-- INPUT DATA follows --

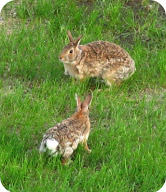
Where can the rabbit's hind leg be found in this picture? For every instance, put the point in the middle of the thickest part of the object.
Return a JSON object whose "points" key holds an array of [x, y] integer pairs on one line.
{"points": [[66, 156]]}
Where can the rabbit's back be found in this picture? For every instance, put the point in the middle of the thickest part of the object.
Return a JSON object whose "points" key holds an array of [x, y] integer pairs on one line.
{"points": [[103, 54]]}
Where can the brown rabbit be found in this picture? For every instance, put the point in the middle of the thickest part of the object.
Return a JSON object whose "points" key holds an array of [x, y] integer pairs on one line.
{"points": [[97, 59], [64, 137]]}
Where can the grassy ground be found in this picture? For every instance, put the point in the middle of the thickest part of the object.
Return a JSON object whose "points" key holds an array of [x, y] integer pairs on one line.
{"points": [[128, 139]]}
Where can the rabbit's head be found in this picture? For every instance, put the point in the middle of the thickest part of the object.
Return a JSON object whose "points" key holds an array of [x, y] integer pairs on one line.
{"points": [[71, 51], [83, 107]]}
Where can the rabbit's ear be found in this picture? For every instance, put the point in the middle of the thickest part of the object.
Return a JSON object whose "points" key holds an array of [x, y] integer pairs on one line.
{"points": [[87, 102], [77, 41], [78, 102], [70, 36]]}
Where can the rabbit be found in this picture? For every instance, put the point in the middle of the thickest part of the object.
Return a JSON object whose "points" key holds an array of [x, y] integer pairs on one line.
{"points": [[96, 59], [64, 137]]}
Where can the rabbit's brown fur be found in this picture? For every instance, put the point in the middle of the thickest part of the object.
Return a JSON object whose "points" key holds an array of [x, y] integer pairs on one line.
{"points": [[64, 137], [97, 59]]}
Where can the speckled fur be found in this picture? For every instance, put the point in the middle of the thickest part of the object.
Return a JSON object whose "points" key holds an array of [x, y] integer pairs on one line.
{"points": [[70, 132], [97, 59]]}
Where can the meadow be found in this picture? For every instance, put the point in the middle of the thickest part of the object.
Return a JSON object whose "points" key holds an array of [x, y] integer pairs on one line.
{"points": [[128, 122]]}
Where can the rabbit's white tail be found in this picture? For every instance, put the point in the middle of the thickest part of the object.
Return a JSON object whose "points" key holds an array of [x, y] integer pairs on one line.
{"points": [[50, 144]]}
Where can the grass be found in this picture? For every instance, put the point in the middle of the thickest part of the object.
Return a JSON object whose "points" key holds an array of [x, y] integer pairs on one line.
{"points": [[128, 138]]}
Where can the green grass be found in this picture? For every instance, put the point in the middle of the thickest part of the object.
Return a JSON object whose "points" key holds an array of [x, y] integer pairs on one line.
{"points": [[127, 139]]}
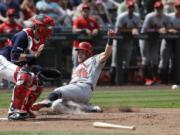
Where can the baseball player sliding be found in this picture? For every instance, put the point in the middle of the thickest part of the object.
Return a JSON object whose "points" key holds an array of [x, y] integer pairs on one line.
{"points": [[24, 48], [84, 77]]}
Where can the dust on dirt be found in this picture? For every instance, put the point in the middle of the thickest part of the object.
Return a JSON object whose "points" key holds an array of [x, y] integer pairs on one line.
{"points": [[149, 121]]}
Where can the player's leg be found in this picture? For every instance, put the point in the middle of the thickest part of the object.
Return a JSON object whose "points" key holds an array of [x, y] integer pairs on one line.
{"points": [[164, 61], [74, 92], [7, 69], [34, 92]]}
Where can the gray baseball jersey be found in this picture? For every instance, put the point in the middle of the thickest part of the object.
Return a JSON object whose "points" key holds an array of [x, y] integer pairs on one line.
{"points": [[166, 50], [152, 21], [7, 69], [150, 48], [84, 80], [124, 21], [174, 21]]}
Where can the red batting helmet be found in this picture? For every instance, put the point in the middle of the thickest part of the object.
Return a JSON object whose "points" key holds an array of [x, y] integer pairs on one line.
{"points": [[11, 12], [86, 46], [45, 24]]}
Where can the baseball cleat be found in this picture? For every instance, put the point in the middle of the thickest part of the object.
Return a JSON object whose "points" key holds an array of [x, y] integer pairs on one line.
{"points": [[96, 109], [37, 106], [31, 114], [17, 116]]}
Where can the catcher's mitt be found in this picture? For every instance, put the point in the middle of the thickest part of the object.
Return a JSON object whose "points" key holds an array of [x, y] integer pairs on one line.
{"points": [[49, 74]]}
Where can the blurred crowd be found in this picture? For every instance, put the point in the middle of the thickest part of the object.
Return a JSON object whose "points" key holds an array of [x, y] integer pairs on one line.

-- INPUT DATA concluded --

▸ WORK REQUIRED
The records above must be printed exactly, but the pictures they hold should be omitted.

▸ WRITTEN SOLUTION
Where can the rabbit's hind leg be found in this picture? For every instance, put the point in the middle of the thickest part of the object.
Return a JSON object whose "points" key holds an array of [x, y] integer pairs on one line.
{"points": [[66, 156]]}
Where can the rabbit's back be found in this picture? For every instance, put the point in the middle of the thickest part of the object.
Return a JSON object whose "points" key holds an array of [x, y] integer pairs on one line.
{"points": [[103, 54]]}
Where can the brown rabbit be found in this picture? For every instance, put the point in the middle of the thickest part of the object.
Return a JSON object whose "points" key holds an array of [x, y] integer pairs on one line.
{"points": [[97, 59], [64, 137]]}
Where can the grassy ground be found in this picture? For every instance, put the point in the middle of the thickest part of the object.
Return a JSON object whose "points" key holds an array of [x, y] integer pairs on one line.
{"points": [[128, 139]]}
Where can the rabbit's head be found in this picture? For every instance, put the point in the middle of the thickest part of the object.
Return a JSON object whose "points" key holds an array of [x, y] integer pairs on one line.
{"points": [[71, 51], [83, 107]]}
Where can the rabbit's ear be found in this picture? For every instance, put the point in the middle of the thickest part of the object.
Return a JSON object whose "points" key holds an array of [x, y] integer pairs on one line.
{"points": [[87, 102], [77, 41], [78, 102], [70, 36]]}
Where can the rabbit be found in this picture? For every instance, put the point in the middle of the thickest part of the object.
Return a JSON object whose "points" key holds an array of [x, y] integer pairs on one line.
{"points": [[96, 59], [64, 137]]}
Where can the rabbit's brown fur be found in this picture? For every instance, put the point in the middle of the thickest part of the object.
Return a JSON object whose "points" key holds an array of [x, y] integer pairs on one line.
{"points": [[64, 137], [97, 59]]}
Where can the speckled fur be found in this picture? For every instance, put the point in the middle of the thickest part of the object.
Return a JSON object whose "points" key holds an array of [x, y] integer pairs on one line.
{"points": [[70, 132], [97, 59]]}
Where can the meadow be found in this picture? For every instance, put the point in the middle of the thickest part of the object.
Return a JSON object whose "points" key holds an array of [x, y] integer pairs on one line.
{"points": [[128, 122]]}
Where can the rabbit's white tail be found in this picture? For every instance, put the point in the middle of the thickest part of the object.
Return a JSON object whose "points" key holds an array of [x, y] integer pairs on one line.
{"points": [[50, 144]]}
Where can the grass be found in this picture? For every instance, put the point in the middle of the thickest part of the object.
Return a JSON object whose "points" key holds an array of [x, y] integer pairs on one line.
{"points": [[128, 138]]}
Where can the green grass be found in this picture? For every instance, put the point in the middle of the thickest part of the object.
Return a JSON object whose "points" key holds an array of [x, y] integer pairs on one line.
{"points": [[127, 139]]}
Where can the baseball player sliding be found in this picture? For every instance, put the point in the middle of the thickest part of the object.
Return a JSON object whose "points" key holds an array of [x, y] integer pairs on one line.
{"points": [[24, 48], [84, 77]]}
Where can the dust on dirt be found in this picture? For every instance, put the point in the middle of the thickest part of the object.
Return a JSON object whose "points" key holds an array of [x, y] integer pairs on one line.
{"points": [[149, 121]]}
Where can the player's leg be found in this picture? For every instance, put the point in the middle of the thickest part of the object.
Return a JSON object whose "points" key holds an array of [x, y] integer pairs on one line.
{"points": [[164, 61], [74, 92], [7, 69], [34, 92]]}
Where can the gray baseball jersey be found in this picture? For every instance, put the point in the middle of the thickest part of the object.
Return a JSON object whose "points" key holds an array of [x, y] integer pairs on one line.
{"points": [[166, 50], [152, 21], [7, 69], [150, 48], [84, 80], [124, 21], [174, 21]]}
Where can the red batting helmet be found in this picture? For every instance, put the point in the middle of the thickest part of the object.
Return a JSON object whose "points" key holds an array of [x, y] integer pairs on one line.
{"points": [[11, 12], [86, 46], [45, 24]]}
Where can the baseball cleat be found in this picture? For every instance, put the point in the middle of the thickest part of the object.
Return a JSON object whose "points" key holds an array of [x, y] integer pairs on one line.
{"points": [[96, 109], [37, 106], [31, 114], [17, 116]]}
Where can the catcher's mitt be found in this picture? For every instance, put the point in the middle of the thickest part of the object.
Return a JSON object whose "points" key holds an array of [x, y] integer pairs on one line.
{"points": [[49, 74]]}
Where can the blurred crowd be found in this picture? For every instance, put the point in the middle of the thickest part of the object.
Return a JSON object whose "points" key holds an array of [x, y] integer pairs on one line.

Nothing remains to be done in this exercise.